§ **Problem statement**
Output all lines exactly, with nothing added or dropped.

§ **Given records**

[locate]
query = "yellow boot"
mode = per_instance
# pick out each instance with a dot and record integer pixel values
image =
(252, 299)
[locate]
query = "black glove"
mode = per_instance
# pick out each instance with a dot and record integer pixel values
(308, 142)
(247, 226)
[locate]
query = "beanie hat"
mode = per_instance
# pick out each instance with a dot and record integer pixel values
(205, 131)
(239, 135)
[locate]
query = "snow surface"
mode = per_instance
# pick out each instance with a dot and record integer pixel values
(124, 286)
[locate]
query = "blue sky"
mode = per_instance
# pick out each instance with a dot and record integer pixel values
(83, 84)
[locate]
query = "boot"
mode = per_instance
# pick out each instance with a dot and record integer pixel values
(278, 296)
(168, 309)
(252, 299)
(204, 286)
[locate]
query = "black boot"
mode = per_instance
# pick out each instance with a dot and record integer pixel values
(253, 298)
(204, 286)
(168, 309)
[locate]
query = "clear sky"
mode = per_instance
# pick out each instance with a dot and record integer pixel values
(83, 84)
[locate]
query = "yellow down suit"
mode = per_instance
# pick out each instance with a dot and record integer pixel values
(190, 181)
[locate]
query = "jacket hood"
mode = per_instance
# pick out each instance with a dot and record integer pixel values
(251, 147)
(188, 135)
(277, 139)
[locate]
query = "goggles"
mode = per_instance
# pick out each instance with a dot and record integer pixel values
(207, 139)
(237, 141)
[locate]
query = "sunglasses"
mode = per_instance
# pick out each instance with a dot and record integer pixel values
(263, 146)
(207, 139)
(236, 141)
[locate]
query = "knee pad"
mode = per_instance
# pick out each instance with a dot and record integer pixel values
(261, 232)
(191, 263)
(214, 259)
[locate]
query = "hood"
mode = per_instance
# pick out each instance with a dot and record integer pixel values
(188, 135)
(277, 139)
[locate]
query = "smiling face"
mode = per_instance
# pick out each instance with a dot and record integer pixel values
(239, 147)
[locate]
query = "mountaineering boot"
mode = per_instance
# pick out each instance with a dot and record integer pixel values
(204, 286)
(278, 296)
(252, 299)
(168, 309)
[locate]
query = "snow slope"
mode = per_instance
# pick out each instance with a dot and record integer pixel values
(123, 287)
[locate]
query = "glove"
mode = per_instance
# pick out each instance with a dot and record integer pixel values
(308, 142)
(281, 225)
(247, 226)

§ **Answer to this exercise**
[locate]
query = "yellow boot"
mode = per_instance
# pick out each instance with a dot and record integer pixel values
image =
(252, 299)
[locate]
query = "black glove"
mode = per_instance
# pick out each instance with a dot and record integer pixel values
(308, 142)
(247, 226)
[locate]
query = "beanie hat"
mode = per_instance
# pick out each instance with a dot and record integer pixel values
(205, 131)
(239, 135)
[locate]
query = "snow surface"
mode = per_instance
# pick out each instance with a dot and record integer pixel values
(124, 286)
[locate]
query = "blue sky"
mode = per_instance
# pick out each instance with a dot and record integer pixel values
(83, 84)
[locate]
query = "boot"
mode = per_instance
# pick out each instance with a dot and record integer pixel values
(278, 296)
(168, 309)
(252, 299)
(204, 286)
[locate]
query = "black boot"
mode = per_instance
# pick out each instance with a dot and record integer pixel values
(253, 298)
(204, 286)
(168, 309)
[locate]
query = "clear sky"
mode = per_instance
# pick out each instance with a dot and record integer pixel values
(83, 84)
[locate]
query = "yellow down suit"
mode = per_instance
# pick out each instance with a dot and record integer pixel values
(190, 181)
[locate]
query = "jacket hood"
mode = per_instance
# pick out each instance with a dot and record integer pixel values
(251, 147)
(188, 135)
(277, 139)
[locate]
query = "goggles"
mode = per_instance
# pick out each instance with a dot and record integer pixel values
(207, 139)
(237, 141)
[locate]
query = "sunglasses"
mode = per_instance
# pick out each instance with a dot and record integer pixel values
(263, 146)
(207, 139)
(236, 141)
[locate]
query = "knee pad"
mode = per_instance
# pick out each instance with a dot and record integer pixel values
(261, 232)
(191, 263)
(214, 259)
[locate]
query = "hood"
mode = per_instance
# pick out each instance with a dot and record integer pixel values
(188, 135)
(277, 139)
[locate]
query = "smiling face"
mode = per_instance
# pick out each instance with a dot and record integer pixel values
(239, 147)
[locate]
query = "mountaineering boot"
mode = per_instance
# pick out each instance with a dot and record integer pixel values
(204, 286)
(278, 296)
(252, 299)
(168, 309)
[locate]
query = "snow slope"
mode = per_instance
# pick out each instance with a dot and record integer pixel values
(123, 287)
[locate]
query = "glove"
mode = per_instance
# pick out each instance with a dot and record integer pixel values
(308, 142)
(281, 225)
(247, 226)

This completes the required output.